▶ [Requirements]: Reproduce each of the following rows verbatim, with no changes of any kind.

— BEGIN —

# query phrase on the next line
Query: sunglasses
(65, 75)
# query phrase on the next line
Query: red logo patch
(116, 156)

— END —

▶ [Right answer]:
# query phrase on the next line
Query: sunglasses
(65, 75)
# query phrase on the next line
Query: red logo patch
(116, 156)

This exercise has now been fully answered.